*Aim:*
Rewrite all of the entries below, swapping "one dot per instance" for "one point for each instance" wherever it occurs and leaving everything else as it is. Omit the pictures from your answer.

— start Raw data —

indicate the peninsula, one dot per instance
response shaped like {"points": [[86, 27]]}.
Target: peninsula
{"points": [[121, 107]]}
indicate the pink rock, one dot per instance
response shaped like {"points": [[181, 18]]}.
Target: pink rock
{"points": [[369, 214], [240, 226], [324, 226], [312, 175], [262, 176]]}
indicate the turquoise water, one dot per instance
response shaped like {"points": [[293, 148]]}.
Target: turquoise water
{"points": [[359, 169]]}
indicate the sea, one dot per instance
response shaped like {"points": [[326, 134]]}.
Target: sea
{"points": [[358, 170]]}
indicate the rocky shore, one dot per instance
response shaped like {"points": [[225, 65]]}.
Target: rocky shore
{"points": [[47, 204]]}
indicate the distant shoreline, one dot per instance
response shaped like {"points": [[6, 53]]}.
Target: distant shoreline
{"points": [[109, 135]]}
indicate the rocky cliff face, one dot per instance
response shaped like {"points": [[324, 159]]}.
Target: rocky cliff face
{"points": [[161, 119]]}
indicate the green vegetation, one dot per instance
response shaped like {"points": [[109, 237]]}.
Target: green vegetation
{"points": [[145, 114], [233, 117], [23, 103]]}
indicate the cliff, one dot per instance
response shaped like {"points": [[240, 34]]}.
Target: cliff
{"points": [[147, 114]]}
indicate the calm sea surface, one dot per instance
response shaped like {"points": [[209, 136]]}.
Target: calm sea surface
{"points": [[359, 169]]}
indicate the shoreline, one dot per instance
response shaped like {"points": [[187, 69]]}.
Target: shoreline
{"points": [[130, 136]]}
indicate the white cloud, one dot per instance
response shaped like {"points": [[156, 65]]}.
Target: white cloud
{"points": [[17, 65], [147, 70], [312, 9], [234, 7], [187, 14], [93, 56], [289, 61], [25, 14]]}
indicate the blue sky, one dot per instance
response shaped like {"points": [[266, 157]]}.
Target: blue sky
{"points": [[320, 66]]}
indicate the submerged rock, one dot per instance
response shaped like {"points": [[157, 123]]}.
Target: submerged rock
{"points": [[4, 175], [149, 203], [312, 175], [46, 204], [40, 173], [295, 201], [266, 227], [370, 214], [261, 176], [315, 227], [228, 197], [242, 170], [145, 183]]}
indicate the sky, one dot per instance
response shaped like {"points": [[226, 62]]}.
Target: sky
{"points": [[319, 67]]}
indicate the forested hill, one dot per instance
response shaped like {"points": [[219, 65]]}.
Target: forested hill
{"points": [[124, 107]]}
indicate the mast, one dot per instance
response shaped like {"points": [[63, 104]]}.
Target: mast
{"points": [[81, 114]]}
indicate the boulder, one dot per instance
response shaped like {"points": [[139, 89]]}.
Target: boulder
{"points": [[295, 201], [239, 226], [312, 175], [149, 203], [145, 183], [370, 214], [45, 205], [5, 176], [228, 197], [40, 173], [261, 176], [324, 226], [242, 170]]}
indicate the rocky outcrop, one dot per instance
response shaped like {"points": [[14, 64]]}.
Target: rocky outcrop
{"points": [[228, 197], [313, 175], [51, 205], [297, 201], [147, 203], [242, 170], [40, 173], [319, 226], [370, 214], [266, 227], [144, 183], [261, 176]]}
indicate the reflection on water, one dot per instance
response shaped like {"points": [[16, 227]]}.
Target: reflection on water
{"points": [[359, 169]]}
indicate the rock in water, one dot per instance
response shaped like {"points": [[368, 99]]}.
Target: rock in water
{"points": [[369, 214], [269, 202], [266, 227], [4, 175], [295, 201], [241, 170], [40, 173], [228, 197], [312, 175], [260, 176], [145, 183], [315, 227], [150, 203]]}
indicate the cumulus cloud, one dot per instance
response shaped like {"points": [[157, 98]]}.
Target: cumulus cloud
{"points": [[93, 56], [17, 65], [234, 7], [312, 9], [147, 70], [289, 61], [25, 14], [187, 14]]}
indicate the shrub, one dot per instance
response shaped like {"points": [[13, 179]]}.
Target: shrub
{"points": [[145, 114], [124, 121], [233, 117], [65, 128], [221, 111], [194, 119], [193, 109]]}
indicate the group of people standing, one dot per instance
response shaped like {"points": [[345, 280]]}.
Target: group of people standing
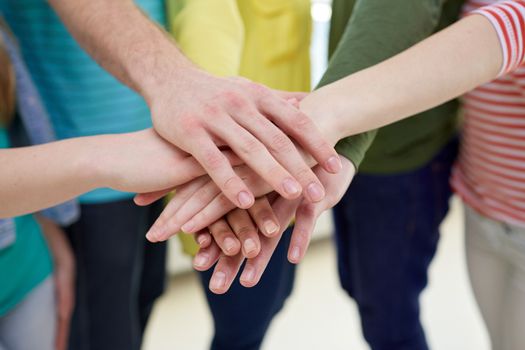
{"points": [[74, 79]]}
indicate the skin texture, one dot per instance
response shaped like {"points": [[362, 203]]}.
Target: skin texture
{"points": [[415, 80], [442, 67], [134, 162], [306, 213], [198, 112]]}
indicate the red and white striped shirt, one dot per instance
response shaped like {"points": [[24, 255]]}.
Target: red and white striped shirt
{"points": [[490, 172]]}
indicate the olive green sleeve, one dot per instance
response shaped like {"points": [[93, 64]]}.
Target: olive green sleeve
{"points": [[370, 32]]}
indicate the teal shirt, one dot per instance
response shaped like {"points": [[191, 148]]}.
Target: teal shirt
{"points": [[25, 263], [82, 98]]}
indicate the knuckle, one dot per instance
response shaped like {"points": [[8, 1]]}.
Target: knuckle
{"points": [[234, 99], [306, 210], [301, 121], [281, 143], [245, 230], [189, 123], [304, 174], [250, 145], [260, 89], [229, 184], [223, 201], [213, 159]]}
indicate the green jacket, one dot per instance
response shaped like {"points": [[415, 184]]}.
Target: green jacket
{"points": [[366, 32]]}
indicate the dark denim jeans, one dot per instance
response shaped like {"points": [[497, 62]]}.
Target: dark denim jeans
{"points": [[387, 231], [119, 275], [242, 315]]}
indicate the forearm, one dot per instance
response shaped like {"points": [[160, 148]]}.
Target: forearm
{"points": [[442, 67], [123, 41], [368, 32], [38, 177]]}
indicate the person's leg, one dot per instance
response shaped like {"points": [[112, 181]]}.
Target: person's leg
{"points": [[153, 277], [31, 324], [387, 230], [108, 242], [242, 315], [488, 271]]}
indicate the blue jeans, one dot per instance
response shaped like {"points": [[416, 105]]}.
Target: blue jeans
{"points": [[119, 275], [387, 231], [242, 315], [32, 323]]}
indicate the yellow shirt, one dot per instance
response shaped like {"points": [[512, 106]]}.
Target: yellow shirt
{"points": [[267, 41]]}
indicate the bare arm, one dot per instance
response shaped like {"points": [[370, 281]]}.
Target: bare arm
{"points": [[37, 177], [196, 111]]}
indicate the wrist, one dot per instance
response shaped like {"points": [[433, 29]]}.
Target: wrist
{"points": [[163, 73], [96, 162], [322, 108]]}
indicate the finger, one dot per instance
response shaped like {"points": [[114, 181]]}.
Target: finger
{"points": [[220, 170], [258, 157], [244, 228], [264, 217], [255, 267], [225, 238], [203, 239], [302, 129], [221, 205], [284, 151], [144, 199], [217, 208], [291, 95], [305, 219], [165, 226], [225, 272], [206, 257], [199, 200]]}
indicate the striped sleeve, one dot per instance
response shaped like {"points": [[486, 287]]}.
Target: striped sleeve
{"points": [[508, 18]]}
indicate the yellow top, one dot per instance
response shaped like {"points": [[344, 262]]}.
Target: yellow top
{"points": [[267, 41]]}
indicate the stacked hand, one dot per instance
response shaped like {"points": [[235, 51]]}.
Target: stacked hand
{"points": [[221, 208], [228, 235]]}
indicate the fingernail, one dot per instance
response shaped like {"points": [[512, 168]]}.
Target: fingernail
{"points": [[249, 246], [315, 191], [151, 236], [201, 260], [248, 274], [296, 254], [291, 187], [334, 164], [154, 234], [271, 227], [188, 227], [218, 280], [245, 199], [229, 244]]}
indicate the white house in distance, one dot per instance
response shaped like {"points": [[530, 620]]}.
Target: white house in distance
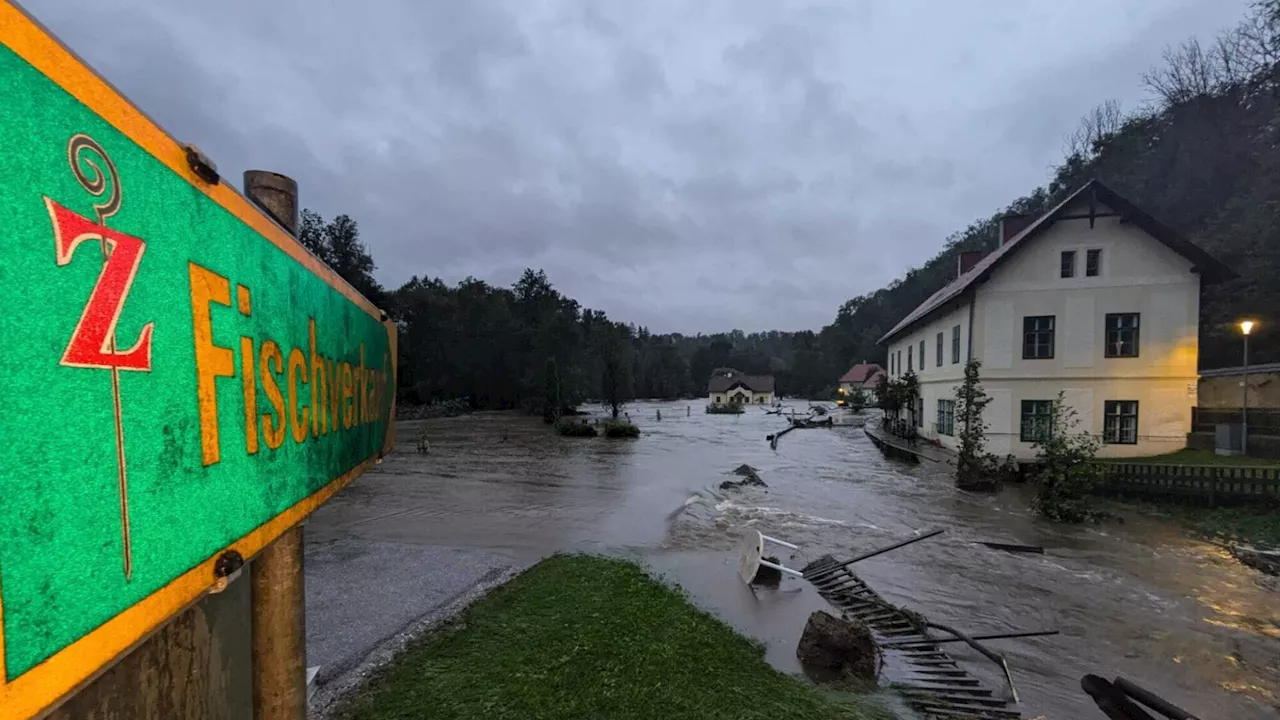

— end Raw data —

*Exercise solution:*
indicate the peninsula, one point for each instance
response shaped like {"points": [[86, 27]]}.
Target: peninsula
{"points": [[121, 107]]}
indicate the pink rock, one point for each instance
response shaped like {"points": [[181, 18]]}.
Target: pink rock
{"points": [[369, 214], [240, 226], [324, 226], [312, 175], [262, 176]]}
indicate the turquoise water, one point for each instance
response shaped like {"points": [[293, 148]]}.
Target: turquoise water
{"points": [[359, 169]]}
indicate the sea, one point for each instance
response shaped like {"points": [[326, 134]]}.
Target: sea
{"points": [[358, 170]]}
indicate the rocky shore, one point for each instance
response shaped like {"points": [[225, 65]]}.
Target: rocky shore
{"points": [[47, 204]]}
indicate the distant shoreline, one point for each instance
response shaped like {"points": [[6, 53]]}.
Target: distant shoreline
{"points": [[109, 135]]}
indicate the rocky cliff face, one point for each instance
response shaped like {"points": [[324, 159]]}.
Target: rocky cliff face
{"points": [[161, 119]]}
indicate the green vegetation, one point for each instance
response shaped like {"points": [[109, 237]]}.
Target: green vegetation
{"points": [[145, 114], [233, 117], [23, 103]]}
indicate the cliff, one point for each instance
response shaped like {"points": [[240, 34]]}.
Target: cliff
{"points": [[147, 114]]}
indicate the calm sea surface, one point for each instance
response shaped like {"points": [[209, 136]]}.
Target: calm sea surface
{"points": [[359, 169]]}
indicate the shoreline, one point for each instance
response shaped like {"points": [[187, 69]]}.
Target: shoreline
{"points": [[130, 136]]}
indicate the white cloud, one point for each instance
response shaped like {"points": [[156, 65]]}.
Target: white cloud
{"points": [[17, 65], [147, 70], [312, 9], [234, 7], [187, 14], [93, 56], [289, 61], [25, 14]]}
indicate the blue sky, one point for each instance
response shaped like {"points": [[266, 157]]}.
Target: blue sky
{"points": [[320, 66]]}
indicate the submerged rock, one point for each instance
response shaped like {"points": [[157, 123]]}.
Target: submerged rock
{"points": [[4, 175], [149, 203], [312, 175], [46, 204], [40, 173], [295, 201], [266, 227], [370, 214], [261, 176], [315, 227], [228, 197], [242, 170], [145, 183]]}
indicate the sky, one point for each instance
response shaped like {"points": [[226, 62]]}.
Target: sky
{"points": [[319, 67]]}
indicate the forested hill, one point for each instance
response shaped like {"points": [[219, 65]]}.
Target: forested hill
{"points": [[124, 107]]}
indicate the mast, one point for each instance
response shaped like {"points": [[63, 104]]}.
Target: mast
{"points": [[81, 114]]}
indicate the boulder, one point for each instance
response shaped like {"points": [[139, 89]]}.
Target: boulder
{"points": [[295, 201], [239, 226], [312, 175], [149, 203], [145, 183], [370, 214], [45, 205], [5, 176], [228, 197], [40, 173], [261, 176], [324, 226], [242, 170]]}
indicate the rocky outcrop, one point for each instance
response shaped like {"points": [[14, 64]]}.
Target: rocky outcrop
{"points": [[228, 197], [313, 175], [51, 205], [297, 201], [147, 203], [242, 170], [40, 173], [319, 226], [370, 214], [266, 227], [144, 183], [261, 176]]}
indicate the reflection on water, one point for each instance
response shaped like {"points": [[16, 227]]}.
Target: reflection on water
{"points": [[359, 169]]}
indicate the rock in water, one point for each instance
response shaped like {"points": [[368, 99]]}.
Target: rock in water
{"points": [[369, 214], [269, 202], [266, 227], [4, 175], [295, 201], [241, 170], [40, 173], [228, 197], [312, 175], [260, 176], [145, 183], [315, 227], [150, 203]]}
indicate the cumulus cloud, one point for each instance
response shaped like {"points": [[157, 98]]}.
Target: cumulus cloud
{"points": [[93, 56], [17, 65], [234, 7], [312, 9], [147, 70], [289, 61], [25, 14], [187, 14]]}
indicate the shrub, one point for each instance
response shaped like {"points": [[13, 179]]}.
Target: shrub
{"points": [[145, 114], [124, 121], [233, 117], [65, 128], [221, 111], [194, 119], [193, 109]]}
indicate the group of people standing, one point for each instance
response shaped like {"points": [[345, 280]]}.
Target: group of people standing
{"points": [[74, 79]]}
indicate the skin texture, one point for each instance
response shaped like {"points": [[362, 203]]}.
Target: skin texture
{"points": [[415, 80], [442, 67], [134, 162], [306, 213], [198, 112]]}
indicate the red and white striped shirt, one point for each instance
response shaped like {"points": [[24, 255]]}.
Target: red and white striped shirt
{"points": [[490, 172]]}
indicate the olive green sleeve, one point for each instance
response shaped like {"points": [[93, 64]]}.
Target: olive green sleeve
{"points": [[370, 32]]}
indicate the teal shirt, one point for each instance
response shaped like {"points": [[191, 148]]}.
Target: teal shirt
{"points": [[25, 263], [82, 98]]}
indicate the knuckle, one point for each instance
response shaped like {"points": [[8, 1]]}.
Target: knuckle
{"points": [[234, 99], [306, 210], [301, 121], [281, 143], [245, 230], [189, 123], [304, 174], [250, 145], [260, 89], [229, 184], [223, 201], [213, 159]]}
indicate the green jacket, one point for each instance
response shaped like {"points": [[415, 184]]}.
Target: green jacket
{"points": [[366, 32]]}
indicate the dark denim jeans, one point for each instance
response shaped like {"points": [[497, 62]]}.
Target: dark denim jeans
{"points": [[387, 231], [119, 275], [242, 315]]}
indicate the forearm, one point for each instance
response shaped like {"points": [[160, 148]]}.
Target: forearm
{"points": [[442, 67], [123, 41], [368, 32], [38, 177]]}
indicate the person's leg, one point for each instance
response shaped like {"points": [[112, 181]]}.
Target: person's leg
{"points": [[153, 277], [31, 324], [387, 230], [108, 242], [242, 315], [488, 271]]}
indicate the blue jeans, one point for each instance
response shaped like {"points": [[416, 105]]}.
Target: blue jeans
{"points": [[119, 275], [387, 231], [242, 315], [32, 323]]}
indicate the yellow shirt, one point for each instance
response shaped like {"points": [[512, 106]]}.
Target: yellow shirt
{"points": [[267, 41]]}
indicate the bare arm, one point for each instance
response shaped like {"points": [[370, 281]]}.
Target: bare arm
{"points": [[37, 177], [196, 111]]}
indicate the wrist, one point for each instance
response shaped like {"points": [[433, 29]]}.
Target: wrist
{"points": [[163, 73], [96, 162], [322, 108]]}
indicate the finger, one point for each instance
response shaped like {"points": [[114, 181]]}.
Target: finger
{"points": [[220, 170], [258, 157], [244, 228], [264, 217], [255, 267], [225, 238], [203, 239], [302, 129], [221, 205], [284, 151], [144, 199], [217, 208], [291, 95], [305, 219], [165, 226], [225, 272], [206, 257], [199, 200]]}
indicate the striped sleeve, one point for each instance
response shaped like {"points": [[486, 287]]}.
Target: striped sleeve
{"points": [[508, 18]]}
indicate the yellow top, one point for each instance
response shaped like {"points": [[344, 262]]}.
Target: yellow top
{"points": [[267, 41]]}
indicate the stacked hand, one point for each instance
response shaped like {"points": [[235, 51]]}.
Target: stacked hand
{"points": [[221, 208], [228, 235]]}
indicate the fingernail, one point for each instance
response shaped like {"points": [[512, 168]]}.
Target: fingernail
{"points": [[249, 246], [315, 191], [151, 236], [201, 260], [248, 274], [296, 254], [291, 187], [334, 164], [154, 234], [271, 227], [188, 227], [218, 280], [245, 199], [229, 244]]}
indicate the white house in distance, one point for each instance
response shaped like {"points": [[530, 620]]}.
Target: white house in distance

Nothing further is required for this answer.